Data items
━━━

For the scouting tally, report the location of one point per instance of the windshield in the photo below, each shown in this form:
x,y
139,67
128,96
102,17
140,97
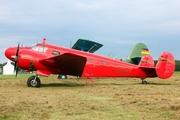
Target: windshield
x,y
39,48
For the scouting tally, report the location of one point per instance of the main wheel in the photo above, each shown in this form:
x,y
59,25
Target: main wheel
x,y
33,81
62,76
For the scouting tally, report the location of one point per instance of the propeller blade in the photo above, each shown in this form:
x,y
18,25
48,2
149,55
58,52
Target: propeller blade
x,y
16,71
16,60
17,52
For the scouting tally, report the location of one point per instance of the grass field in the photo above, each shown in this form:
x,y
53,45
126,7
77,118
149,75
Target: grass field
x,y
108,99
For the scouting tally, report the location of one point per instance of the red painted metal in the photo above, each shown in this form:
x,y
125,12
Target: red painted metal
x,y
49,59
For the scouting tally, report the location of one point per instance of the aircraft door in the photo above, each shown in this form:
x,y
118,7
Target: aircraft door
x,y
89,70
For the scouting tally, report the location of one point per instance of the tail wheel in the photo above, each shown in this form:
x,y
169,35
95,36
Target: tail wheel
x,y
33,81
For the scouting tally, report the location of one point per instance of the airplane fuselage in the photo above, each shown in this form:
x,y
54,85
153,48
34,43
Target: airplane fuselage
x,y
30,59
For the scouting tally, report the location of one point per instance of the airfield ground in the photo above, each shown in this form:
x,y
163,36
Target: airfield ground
x,y
108,99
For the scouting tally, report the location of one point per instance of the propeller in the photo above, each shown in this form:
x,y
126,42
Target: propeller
x,y
16,60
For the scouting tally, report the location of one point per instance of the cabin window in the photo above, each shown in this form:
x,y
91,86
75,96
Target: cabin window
x,y
39,48
55,52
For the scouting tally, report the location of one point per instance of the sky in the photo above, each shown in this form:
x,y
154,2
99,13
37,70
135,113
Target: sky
x,y
117,24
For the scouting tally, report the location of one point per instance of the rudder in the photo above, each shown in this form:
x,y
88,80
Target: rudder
x,y
137,52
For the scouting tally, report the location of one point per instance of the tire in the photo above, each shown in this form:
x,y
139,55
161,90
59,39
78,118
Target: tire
x,y
31,82
62,76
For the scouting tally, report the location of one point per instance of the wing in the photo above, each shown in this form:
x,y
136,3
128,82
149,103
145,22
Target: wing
x,y
67,63
86,45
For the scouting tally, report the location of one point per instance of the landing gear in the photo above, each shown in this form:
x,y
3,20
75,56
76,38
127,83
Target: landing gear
x,y
33,81
143,81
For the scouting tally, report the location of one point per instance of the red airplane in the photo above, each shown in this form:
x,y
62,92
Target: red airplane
x,y
81,61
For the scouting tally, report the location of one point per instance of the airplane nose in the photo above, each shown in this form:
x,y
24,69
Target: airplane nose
x,y
9,52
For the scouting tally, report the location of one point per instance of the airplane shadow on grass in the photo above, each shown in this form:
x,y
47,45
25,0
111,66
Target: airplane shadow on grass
x,y
149,83
62,85
71,84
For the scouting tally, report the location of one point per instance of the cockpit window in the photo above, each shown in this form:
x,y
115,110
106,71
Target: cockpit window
x,y
40,48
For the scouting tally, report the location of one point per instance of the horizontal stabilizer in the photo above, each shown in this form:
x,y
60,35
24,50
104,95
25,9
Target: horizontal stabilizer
x,y
87,45
165,66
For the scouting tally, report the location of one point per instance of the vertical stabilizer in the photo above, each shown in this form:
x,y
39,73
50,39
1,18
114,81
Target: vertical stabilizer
x,y
137,52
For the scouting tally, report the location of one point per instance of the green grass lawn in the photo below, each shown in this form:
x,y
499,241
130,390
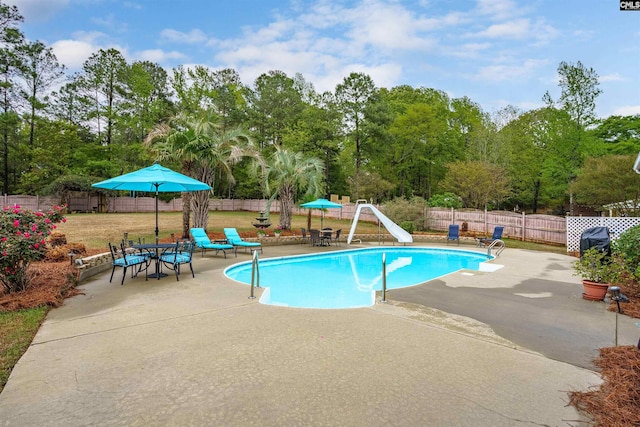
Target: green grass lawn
x,y
18,328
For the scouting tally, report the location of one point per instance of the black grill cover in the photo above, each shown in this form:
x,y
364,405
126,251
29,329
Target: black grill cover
x,y
597,237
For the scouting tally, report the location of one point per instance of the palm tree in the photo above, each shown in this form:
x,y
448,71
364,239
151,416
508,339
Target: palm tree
x,y
203,147
286,173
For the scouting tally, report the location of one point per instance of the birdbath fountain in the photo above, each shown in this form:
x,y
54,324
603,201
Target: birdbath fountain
x,y
263,221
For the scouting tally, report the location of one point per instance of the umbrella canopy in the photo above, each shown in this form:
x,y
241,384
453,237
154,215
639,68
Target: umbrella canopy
x,y
153,179
321,204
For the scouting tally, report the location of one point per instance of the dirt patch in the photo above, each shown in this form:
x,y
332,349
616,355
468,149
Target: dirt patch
x,y
50,284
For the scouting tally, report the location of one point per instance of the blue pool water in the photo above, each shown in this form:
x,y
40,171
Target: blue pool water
x,y
349,279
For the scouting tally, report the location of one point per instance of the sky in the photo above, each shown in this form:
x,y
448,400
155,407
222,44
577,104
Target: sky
x,y
496,52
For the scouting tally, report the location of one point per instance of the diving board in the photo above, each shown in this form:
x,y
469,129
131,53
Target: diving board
x,y
394,229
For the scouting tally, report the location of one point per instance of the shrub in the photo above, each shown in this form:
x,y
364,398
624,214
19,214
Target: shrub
x,y
627,246
401,209
445,200
408,226
23,241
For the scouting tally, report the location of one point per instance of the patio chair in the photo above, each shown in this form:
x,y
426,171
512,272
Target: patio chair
x,y
305,238
497,234
337,237
318,237
234,239
454,233
182,254
122,259
314,237
202,241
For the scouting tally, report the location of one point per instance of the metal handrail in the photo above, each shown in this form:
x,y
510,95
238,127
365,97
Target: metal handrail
x,y
496,243
255,273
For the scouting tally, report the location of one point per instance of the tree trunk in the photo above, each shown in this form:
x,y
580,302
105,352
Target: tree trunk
x,y
286,206
536,196
200,208
186,214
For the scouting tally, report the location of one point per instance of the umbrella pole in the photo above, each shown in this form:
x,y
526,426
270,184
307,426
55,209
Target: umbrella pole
x,y
156,213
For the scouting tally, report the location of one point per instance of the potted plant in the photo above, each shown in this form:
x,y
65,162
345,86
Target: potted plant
x,y
598,271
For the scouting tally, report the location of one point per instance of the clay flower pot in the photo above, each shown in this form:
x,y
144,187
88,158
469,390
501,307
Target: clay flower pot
x,y
594,291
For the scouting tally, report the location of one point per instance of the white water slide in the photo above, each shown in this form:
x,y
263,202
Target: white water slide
x,y
394,229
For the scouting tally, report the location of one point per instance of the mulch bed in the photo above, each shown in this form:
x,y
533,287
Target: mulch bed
x,y
615,403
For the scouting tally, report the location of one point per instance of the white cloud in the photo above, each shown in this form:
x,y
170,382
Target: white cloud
x,y
158,55
73,53
500,9
468,50
192,37
38,10
502,72
615,77
627,110
517,29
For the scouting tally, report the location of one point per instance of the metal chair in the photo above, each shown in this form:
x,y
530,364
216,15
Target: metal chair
x,y
182,254
305,238
337,238
454,233
122,259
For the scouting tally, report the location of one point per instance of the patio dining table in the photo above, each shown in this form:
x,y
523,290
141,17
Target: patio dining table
x,y
154,252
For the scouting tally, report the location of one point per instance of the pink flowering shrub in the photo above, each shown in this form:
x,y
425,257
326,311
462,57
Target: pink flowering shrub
x,y
23,235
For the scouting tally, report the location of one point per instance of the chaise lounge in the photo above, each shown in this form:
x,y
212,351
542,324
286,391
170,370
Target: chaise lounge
x,y
497,235
234,239
202,241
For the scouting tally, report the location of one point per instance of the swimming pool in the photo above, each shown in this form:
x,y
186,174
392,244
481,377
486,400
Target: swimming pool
x,y
349,279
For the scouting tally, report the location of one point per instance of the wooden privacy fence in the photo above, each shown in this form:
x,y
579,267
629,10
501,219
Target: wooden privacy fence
x,y
535,227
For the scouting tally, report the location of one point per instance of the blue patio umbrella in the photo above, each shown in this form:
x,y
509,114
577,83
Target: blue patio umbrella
x,y
321,204
153,179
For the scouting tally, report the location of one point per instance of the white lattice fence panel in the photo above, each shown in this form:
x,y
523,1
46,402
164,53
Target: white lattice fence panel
x,y
577,225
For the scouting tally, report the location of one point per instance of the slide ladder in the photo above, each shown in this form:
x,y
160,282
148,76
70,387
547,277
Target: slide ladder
x,y
394,229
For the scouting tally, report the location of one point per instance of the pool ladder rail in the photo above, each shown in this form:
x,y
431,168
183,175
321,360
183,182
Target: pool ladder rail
x,y
500,244
255,273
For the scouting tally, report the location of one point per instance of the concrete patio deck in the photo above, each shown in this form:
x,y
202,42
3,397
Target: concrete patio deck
x,y
199,352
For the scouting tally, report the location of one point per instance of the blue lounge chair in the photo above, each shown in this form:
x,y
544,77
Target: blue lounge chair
x,y
454,233
234,239
497,235
202,241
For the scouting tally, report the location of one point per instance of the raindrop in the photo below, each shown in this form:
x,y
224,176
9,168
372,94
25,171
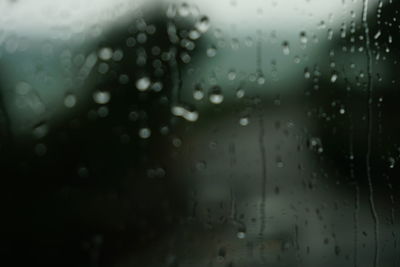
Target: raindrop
x,y
144,133
240,93
203,24
244,121
70,100
143,84
211,51
101,97
334,77
198,93
392,162
241,235
285,48
183,10
303,38
105,53
216,96
307,73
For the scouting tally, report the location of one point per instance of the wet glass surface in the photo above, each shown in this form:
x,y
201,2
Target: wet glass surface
x,y
199,133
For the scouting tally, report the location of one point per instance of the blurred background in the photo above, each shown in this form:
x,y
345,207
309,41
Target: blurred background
x,y
199,133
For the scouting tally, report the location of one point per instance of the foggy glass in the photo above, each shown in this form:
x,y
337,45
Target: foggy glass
x,y
199,133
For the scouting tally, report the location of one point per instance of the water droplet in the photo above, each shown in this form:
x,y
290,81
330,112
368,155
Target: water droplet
x,y
240,93
334,77
144,133
241,235
184,10
232,75
101,97
392,162
285,48
105,53
303,38
203,24
70,100
307,73
216,96
211,51
244,121
198,93
143,84
157,86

━━━

● **Description of the task**:
Look through the entries, and return every line that the word "below" appears in.

● **The completed task**:
For the scouting tally, report the location of one point per instance of the windshield in the photo below, each shown in this form:
For the scouting tally, report the location of one point per instance of the green grass lawn in the photo below, each shown in this form:
For the scouting tally, report the location of one point per instance of the raindrop in the photo below, each shown in this form:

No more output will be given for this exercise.